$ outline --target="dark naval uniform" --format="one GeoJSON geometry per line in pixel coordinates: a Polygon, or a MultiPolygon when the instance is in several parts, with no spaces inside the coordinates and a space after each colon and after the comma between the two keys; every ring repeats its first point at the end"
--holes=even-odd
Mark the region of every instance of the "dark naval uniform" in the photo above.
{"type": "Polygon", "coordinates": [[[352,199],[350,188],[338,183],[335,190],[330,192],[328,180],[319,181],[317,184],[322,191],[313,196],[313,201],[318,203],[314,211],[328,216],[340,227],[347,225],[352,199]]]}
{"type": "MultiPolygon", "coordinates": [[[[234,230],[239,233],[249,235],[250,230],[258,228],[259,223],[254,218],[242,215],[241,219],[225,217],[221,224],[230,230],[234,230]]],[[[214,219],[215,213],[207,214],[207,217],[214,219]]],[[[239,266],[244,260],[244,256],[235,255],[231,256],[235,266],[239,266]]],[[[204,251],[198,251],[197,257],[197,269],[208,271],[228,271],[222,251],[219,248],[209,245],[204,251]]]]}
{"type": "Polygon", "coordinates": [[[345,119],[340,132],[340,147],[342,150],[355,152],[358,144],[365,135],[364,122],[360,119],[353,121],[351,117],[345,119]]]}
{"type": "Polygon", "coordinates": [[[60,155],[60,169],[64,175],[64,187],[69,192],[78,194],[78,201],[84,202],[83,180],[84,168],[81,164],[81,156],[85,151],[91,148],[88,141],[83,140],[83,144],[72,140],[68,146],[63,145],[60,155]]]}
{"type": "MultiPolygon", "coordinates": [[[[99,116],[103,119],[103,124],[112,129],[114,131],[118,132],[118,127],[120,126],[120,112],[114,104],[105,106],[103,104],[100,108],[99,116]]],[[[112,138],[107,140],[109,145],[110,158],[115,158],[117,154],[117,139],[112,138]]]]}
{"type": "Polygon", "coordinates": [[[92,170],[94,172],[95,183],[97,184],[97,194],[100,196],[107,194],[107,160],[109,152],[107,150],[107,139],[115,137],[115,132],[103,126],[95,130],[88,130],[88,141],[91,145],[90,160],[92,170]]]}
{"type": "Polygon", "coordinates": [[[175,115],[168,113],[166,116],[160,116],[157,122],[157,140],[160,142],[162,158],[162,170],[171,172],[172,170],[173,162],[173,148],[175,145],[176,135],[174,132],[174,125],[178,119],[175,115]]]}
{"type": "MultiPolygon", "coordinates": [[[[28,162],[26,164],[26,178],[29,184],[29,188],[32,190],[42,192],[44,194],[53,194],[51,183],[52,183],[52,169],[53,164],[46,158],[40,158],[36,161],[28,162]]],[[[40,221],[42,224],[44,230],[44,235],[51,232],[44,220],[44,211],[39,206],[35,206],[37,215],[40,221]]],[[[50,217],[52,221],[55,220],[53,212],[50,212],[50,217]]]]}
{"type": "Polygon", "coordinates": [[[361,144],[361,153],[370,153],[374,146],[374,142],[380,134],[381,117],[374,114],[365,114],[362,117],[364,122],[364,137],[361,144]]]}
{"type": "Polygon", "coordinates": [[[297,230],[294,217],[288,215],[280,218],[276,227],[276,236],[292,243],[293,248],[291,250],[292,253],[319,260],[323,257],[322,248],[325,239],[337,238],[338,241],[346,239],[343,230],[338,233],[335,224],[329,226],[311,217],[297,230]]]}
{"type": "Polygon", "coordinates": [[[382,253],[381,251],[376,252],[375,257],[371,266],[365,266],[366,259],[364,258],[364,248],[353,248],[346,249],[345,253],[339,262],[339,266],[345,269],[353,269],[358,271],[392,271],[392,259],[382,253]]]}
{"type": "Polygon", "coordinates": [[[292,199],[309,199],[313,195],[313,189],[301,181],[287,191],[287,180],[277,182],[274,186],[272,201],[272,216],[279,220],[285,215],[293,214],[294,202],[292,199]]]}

Work to do —
Write out these records again exactly as they appear.

Answer to this problem —
$ outline --target="dark naval uniform" --format="one GeoJSON geometry per line in pixel coordinates: a Polygon, or a MultiPolygon when the instance is in several parts, with no spaces inside the coordinates and a space after each colon and after the comma between the two keys; every ring repeats its first point at the end"
--holes=even-odd
Mark the region of every instance of the "dark naval uniform" in the photo above.
{"type": "Polygon", "coordinates": [[[352,199],[350,188],[338,183],[335,190],[330,192],[328,180],[319,181],[317,184],[322,191],[313,196],[313,201],[318,203],[314,211],[328,216],[340,227],[347,225],[352,199]]]}
{"type": "MultiPolygon", "coordinates": [[[[234,230],[239,233],[249,235],[250,230],[258,228],[259,223],[254,218],[242,215],[241,219],[225,217],[221,224],[230,230],[234,230]]],[[[214,219],[215,213],[207,214],[207,217],[214,219]]],[[[239,266],[244,260],[244,256],[235,255],[231,256],[235,266],[239,266]]],[[[204,251],[198,251],[197,257],[197,269],[208,271],[228,271],[222,251],[219,248],[209,245],[204,251]]]]}
{"type": "Polygon", "coordinates": [[[345,119],[340,132],[340,147],[342,150],[355,152],[358,144],[365,135],[364,122],[360,119],[353,121],[351,117],[345,119]]]}
{"type": "Polygon", "coordinates": [[[60,155],[60,169],[64,175],[64,187],[69,192],[78,194],[78,201],[84,202],[83,180],[84,168],[81,164],[81,156],[85,151],[91,148],[88,141],[83,140],[83,144],[72,140],[68,146],[63,145],[60,155]]]}
{"type": "MultiPolygon", "coordinates": [[[[99,116],[103,119],[103,124],[112,129],[114,131],[118,132],[118,127],[120,126],[120,112],[114,104],[105,106],[103,104],[100,108],[99,116]]],[[[112,138],[107,140],[109,145],[110,158],[115,158],[117,154],[117,139],[112,138]]]]}
{"type": "Polygon", "coordinates": [[[92,170],[94,172],[95,183],[97,184],[97,194],[100,196],[107,194],[107,160],[109,152],[107,150],[107,139],[115,137],[115,132],[103,126],[95,130],[88,130],[88,141],[91,145],[90,160],[92,170]]]}
{"type": "Polygon", "coordinates": [[[175,115],[168,113],[166,116],[160,116],[157,122],[157,140],[160,142],[162,158],[162,170],[171,172],[172,170],[173,162],[173,148],[175,145],[176,135],[174,132],[174,125],[178,119],[175,115]]]}
{"type": "MultiPolygon", "coordinates": [[[[28,162],[26,164],[26,178],[29,184],[29,188],[32,190],[42,192],[44,194],[53,194],[51,183],[52,183],[52,169],[53,164],[46,158],[40,158],[36,161],[28,162]]],[[[40,221],[42,224],[44,230],[44,235],[51,232],[44,220],[44,211],[39,206],[35,206],[37,215],[40,221]]],[[[50,217],[52,221],[55,220],[53,212],[50,212],[50,217]]]]}
{"type": "Polygon", "coordinates": [[[361,144],[361,153],[370,153],[374,146],[374,142],[380,134],[381,117],[374,114],[365,114],[362,117],[364,122],[364,137],[361,144]]]}
{"type": "Polygon", "coordinates": [[[297,230],[294,217],[288,215],[280,218],[276,227],[276,236],[292,243],[293,248],[291,250],[292,253],[319,260],[323,257],[322,248],[325,239],[337,238],[338,241],[346,239],[343,230],[338,233],[335,224],[329,226],[311,217],[297,230]]]}
{"type": "Polygon", "coordinates": [[[382,253],[381,251],[376,252],[375,257],[371,266],[365,266],[366,259],[364,258],[364,248],[353,248],[346,249],[345,253],[339,262],[339,266],[345,269],[353,269],[358,271],[392,271],[392,259],[382,253]]]}
{"type": "Polygon", "coordinates": [[[292,199],[309,199],[313,195],[313,189],[301,181],[287,191],[287,180],[277,182],[274,186],[272,201],[272,216],[279,220],[285,215],[293,214],[294,202],[292,199]]]}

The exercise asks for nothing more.